DIRECTIONS: Nothing in the entries should change; repeat them exactly.

PROVIDED DATA:
○ ○ ○ ○
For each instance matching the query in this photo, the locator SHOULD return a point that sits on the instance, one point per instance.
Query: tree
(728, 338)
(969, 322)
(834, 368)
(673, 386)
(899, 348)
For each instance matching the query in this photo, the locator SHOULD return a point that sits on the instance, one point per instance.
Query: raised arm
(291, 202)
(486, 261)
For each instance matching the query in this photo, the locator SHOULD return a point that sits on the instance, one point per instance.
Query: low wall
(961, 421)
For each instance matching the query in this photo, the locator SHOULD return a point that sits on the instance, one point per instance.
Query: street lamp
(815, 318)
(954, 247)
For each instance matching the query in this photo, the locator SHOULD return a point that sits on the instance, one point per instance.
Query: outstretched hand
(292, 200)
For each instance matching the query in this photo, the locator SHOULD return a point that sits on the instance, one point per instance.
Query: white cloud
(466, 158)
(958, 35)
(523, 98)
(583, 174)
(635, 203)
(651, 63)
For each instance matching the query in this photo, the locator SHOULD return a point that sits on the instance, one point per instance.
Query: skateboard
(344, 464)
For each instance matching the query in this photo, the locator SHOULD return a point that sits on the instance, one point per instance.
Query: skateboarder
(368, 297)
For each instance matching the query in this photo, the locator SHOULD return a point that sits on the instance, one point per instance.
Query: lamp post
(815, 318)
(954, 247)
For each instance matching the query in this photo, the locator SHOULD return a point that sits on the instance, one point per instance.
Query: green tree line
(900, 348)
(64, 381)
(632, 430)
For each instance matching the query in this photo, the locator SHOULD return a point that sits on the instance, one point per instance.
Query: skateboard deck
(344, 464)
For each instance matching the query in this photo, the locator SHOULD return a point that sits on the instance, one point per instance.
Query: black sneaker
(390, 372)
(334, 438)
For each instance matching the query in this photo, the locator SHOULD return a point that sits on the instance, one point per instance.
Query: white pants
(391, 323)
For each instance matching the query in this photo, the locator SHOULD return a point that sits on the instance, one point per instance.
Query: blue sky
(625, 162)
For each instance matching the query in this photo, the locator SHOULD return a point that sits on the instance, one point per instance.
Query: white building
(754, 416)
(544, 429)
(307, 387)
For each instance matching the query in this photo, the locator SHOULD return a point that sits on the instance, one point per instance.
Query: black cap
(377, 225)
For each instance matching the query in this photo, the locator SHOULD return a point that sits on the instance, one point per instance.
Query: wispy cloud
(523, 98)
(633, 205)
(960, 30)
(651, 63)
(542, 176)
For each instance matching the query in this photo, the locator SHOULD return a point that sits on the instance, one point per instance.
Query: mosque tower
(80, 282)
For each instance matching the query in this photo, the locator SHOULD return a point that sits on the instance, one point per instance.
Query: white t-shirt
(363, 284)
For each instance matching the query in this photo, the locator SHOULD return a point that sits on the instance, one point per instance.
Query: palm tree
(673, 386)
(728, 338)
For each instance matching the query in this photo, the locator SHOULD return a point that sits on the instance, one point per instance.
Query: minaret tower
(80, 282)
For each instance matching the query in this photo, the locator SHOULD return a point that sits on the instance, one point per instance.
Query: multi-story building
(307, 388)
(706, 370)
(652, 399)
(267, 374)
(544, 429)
○ ○ ○ ○
ANSWER AREA:
For each instance matching the query in this photo, the locator SHOULD return a point that sits on the instance, one point per instance.
Query: tree
(728, 338)
(969, 322)
(834, 368)
(673, 386)
(899, 348)
For each instance matching the query in this photo, the locator SHOULD return a point that sits on the instance, one point per instance.
Query: raised arm
(291, 202)
(486, 261)
For each instance matching the query in this photo, the locator SHOULD return a point that sits on the instance, one point per instance.
Query: low wall
(961, 421)
For each instance matching the query in this photo, the locator SHOULD return a point that sits on the instance, one point per instance.
Query: street lamp
(815, 318)
(954, 247)
For each instance matching the query in this photo, the locator SHOULD return a point that sits on the instance, one point per instance.
Query: outstretched hand
(292, 200)
For each instance matching the query in this photo, the locator SHOULD return a point that sits on the instance, one point per instance.
Query: white cloud
(466, 158)
(958, 35)
(523, 98)
(583, 174)
(635, 203)
(651, 63)
For each instance matching the query in this photo, the locator SHOULD return a point that sits on the instance, one point per instance.
Query: skateboard
(344, 464)
For each instance matching the query in this photo, the locator SHOULD return a point that sits on the instance, one point per instance.
Query: skateboarder
(368, 297)
For each instance matching the query in this photo, the locator SHOULD return a point that sits on the instance, one point per instance.
Query: lamp post
(815, 318)
(954, 247)
For each instance matching the query in this photo, the locator SHOULD return a point that sits on the instance, one point per instance.
Query: green tree line
(900, 348)
(64, 381)
(632, 430)
For each instance matching the query in this photo, the locator SHOULD return a point that sits on the instance, one point per instance.
Query: skateboard deck
(344, 464)
For each instance matching the query in this photo, the locator SHOULD return a point that sits on the instance, one point per instance.
Query: black sneaker
(390, 372)
(334, 438)
For each instance matching the query in this photo, the locator SHOULD return a point that sits on the instance, one point per instance.
Query: white pants
(391, 323)
For each instance matching the query in this photo, the locator SHOULD return a point that sits on the instance, one point per instance.
Query: blue sky
(625, 162)
For each instance matching the query in this photo, the locator SHOULD return a point that sits on the instance, one point per instance.
Query: white building
(754, 416)
(544, 429)
(307, 387)
For each instance matching the query in this photo, the locator SHOULD return a point that sits on the instance, one point per instance.
Query: black cap
(377, 225)
For each instance matching the query in this photo, the locator SHOULD return a point that sits on the instance, one point per instance.
Query: wispy cloud
(523, 98)
(633, 205)
(960, 30)
(651, 63)
(542, 176)
For each instance matching the query in this photo, the locator SHOULD return a point that sits on the instance, one point per instance.
Query: mosque tower
(80, 282)
For each instance matching the query in this photo, the locator SHOULD return a point that sits on the instance, one point per instance.
Query: white t-shirt
(363, 284)
For each instance matching the query in this photo, the locator SHOULD return a point that sits on the instance, one point per instance.
Query: palm tree
(673, 386)
(728, 338)
For each instance matching the query in this photo, the locator SHOULD return a point that sits on the instance, one point per instance.
Query: minaret tower
(80, 282)
For each instance matching the query in this photo, the locator SHOULD return a point that sits on the instance, one point per instance.
Query: multi-story building
(307, 388)
(706, 370)
(652, 399)
(267, 374)
(544, 429)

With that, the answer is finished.